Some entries
-------------------------
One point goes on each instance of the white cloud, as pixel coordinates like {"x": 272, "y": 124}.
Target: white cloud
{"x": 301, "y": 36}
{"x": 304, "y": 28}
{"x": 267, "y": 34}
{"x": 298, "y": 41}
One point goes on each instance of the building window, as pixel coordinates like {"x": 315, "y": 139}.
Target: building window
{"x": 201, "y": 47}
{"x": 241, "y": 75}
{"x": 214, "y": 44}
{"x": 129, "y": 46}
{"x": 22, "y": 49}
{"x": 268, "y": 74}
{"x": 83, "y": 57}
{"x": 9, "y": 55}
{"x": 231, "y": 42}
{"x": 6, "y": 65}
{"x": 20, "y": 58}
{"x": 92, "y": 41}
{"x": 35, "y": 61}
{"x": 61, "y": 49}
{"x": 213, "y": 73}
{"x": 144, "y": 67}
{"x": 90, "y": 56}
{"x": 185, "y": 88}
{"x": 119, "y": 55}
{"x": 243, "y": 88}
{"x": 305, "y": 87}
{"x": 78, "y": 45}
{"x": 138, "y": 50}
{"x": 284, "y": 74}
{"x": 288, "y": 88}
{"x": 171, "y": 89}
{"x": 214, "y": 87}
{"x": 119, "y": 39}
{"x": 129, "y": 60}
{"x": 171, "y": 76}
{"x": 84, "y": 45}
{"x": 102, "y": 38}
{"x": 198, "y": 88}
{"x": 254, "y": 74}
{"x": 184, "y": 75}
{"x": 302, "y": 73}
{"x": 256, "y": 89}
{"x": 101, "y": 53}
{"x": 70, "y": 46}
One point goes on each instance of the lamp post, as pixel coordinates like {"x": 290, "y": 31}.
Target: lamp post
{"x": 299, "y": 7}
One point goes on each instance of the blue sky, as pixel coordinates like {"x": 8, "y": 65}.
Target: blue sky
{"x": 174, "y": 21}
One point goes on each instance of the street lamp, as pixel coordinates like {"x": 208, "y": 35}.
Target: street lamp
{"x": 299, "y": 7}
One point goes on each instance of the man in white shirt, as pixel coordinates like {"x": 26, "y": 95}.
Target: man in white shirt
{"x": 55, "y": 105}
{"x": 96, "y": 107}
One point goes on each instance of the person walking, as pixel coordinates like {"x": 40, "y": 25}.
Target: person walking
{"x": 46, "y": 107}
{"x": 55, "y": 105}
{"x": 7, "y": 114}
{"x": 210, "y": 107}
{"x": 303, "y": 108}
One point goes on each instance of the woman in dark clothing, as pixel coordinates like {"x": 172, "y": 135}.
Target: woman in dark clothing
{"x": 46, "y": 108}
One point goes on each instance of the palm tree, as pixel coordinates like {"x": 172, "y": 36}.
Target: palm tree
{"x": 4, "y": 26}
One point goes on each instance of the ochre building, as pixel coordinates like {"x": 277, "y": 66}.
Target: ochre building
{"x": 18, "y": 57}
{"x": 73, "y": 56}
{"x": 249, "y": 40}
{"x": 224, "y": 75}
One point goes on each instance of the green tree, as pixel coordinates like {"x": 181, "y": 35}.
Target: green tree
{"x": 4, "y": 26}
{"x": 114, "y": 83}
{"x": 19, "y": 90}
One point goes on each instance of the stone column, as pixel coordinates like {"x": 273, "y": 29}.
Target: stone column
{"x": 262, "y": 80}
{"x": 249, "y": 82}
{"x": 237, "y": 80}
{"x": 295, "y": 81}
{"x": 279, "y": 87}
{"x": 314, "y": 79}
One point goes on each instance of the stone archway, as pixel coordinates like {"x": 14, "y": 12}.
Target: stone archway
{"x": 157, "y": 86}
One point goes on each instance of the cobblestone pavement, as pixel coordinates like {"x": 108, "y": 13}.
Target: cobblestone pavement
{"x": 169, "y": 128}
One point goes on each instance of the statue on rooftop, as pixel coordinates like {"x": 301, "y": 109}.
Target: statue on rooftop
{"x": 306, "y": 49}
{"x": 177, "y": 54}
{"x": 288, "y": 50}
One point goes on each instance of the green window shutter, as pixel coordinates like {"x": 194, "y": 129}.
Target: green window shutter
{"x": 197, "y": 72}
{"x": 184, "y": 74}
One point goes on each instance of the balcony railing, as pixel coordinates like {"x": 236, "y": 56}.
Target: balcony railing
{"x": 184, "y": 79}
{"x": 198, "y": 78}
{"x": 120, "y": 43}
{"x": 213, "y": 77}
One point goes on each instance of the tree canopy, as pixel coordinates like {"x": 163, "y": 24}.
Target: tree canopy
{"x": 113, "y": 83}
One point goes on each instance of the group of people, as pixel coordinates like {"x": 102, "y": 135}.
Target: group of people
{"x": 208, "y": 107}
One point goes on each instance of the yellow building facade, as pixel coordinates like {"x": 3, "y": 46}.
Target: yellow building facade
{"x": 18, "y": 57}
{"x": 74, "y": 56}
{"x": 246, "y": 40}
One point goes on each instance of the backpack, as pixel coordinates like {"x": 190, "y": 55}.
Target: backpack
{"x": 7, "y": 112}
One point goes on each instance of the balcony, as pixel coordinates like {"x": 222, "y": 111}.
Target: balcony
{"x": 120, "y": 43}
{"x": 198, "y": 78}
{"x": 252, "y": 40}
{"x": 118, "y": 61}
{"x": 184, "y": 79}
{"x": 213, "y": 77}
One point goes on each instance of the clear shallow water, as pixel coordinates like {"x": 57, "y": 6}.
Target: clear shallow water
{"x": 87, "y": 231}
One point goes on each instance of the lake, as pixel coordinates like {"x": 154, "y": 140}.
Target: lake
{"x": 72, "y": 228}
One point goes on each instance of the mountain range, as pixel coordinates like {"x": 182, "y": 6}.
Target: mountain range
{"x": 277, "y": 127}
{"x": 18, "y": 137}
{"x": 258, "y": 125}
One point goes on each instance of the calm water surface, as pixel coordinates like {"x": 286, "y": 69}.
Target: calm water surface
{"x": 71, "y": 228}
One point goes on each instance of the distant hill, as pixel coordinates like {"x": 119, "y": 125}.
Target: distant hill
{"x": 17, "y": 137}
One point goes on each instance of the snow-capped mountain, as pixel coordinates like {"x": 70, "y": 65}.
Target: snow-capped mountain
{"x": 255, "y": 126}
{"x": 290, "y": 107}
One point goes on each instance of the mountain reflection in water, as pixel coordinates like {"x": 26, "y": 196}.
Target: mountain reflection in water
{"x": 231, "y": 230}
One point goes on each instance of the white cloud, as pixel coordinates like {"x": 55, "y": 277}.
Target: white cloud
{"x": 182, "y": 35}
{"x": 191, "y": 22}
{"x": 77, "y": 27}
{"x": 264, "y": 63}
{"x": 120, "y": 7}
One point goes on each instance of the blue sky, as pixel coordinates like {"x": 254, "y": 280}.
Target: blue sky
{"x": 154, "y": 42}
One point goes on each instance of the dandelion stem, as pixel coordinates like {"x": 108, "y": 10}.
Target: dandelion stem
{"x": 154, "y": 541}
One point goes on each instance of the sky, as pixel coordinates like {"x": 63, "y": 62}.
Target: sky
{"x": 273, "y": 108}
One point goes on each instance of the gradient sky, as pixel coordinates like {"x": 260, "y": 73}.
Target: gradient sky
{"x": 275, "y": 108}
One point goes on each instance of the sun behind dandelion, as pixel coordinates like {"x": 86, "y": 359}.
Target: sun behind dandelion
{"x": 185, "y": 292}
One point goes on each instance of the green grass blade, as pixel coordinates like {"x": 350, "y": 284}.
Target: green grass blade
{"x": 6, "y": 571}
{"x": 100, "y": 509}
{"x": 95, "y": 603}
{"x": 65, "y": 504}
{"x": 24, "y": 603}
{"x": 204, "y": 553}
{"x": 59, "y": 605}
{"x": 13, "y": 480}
-------------------------
### [Given request]
Can you print, word for word, the stretch from the line containing "One point goes on each instance of the gradient" through the end of the entries above?

### [Result of the exercise]
One point goes on each instance of the gradient sky, as pixel coordinates like {"x": 260, "y": 73}.
Target: gradient sky
{"x": 275, "y": 108}
One point goes on each instance of the sun behind dandelion, as pixel coordinates like {"x": 86, "y": 359}.
Target: sun behind dandelion
{"x": 185, "y": 292}
One point goes on each instance of the green grass blade, as pixel coordinates like {"x": 350, "y": 284}.
Target: green grass blade
{"x": 6, "y": 571}
{"x": 100, "y": 509}
{"x": 95, "y": 603}
{"x": 65, "y": 504}
{"x": 24, "y": 603}
{"x": 204, "y": 553}
{"x": 59, "y": 605}
{"x": 13, "y": 480}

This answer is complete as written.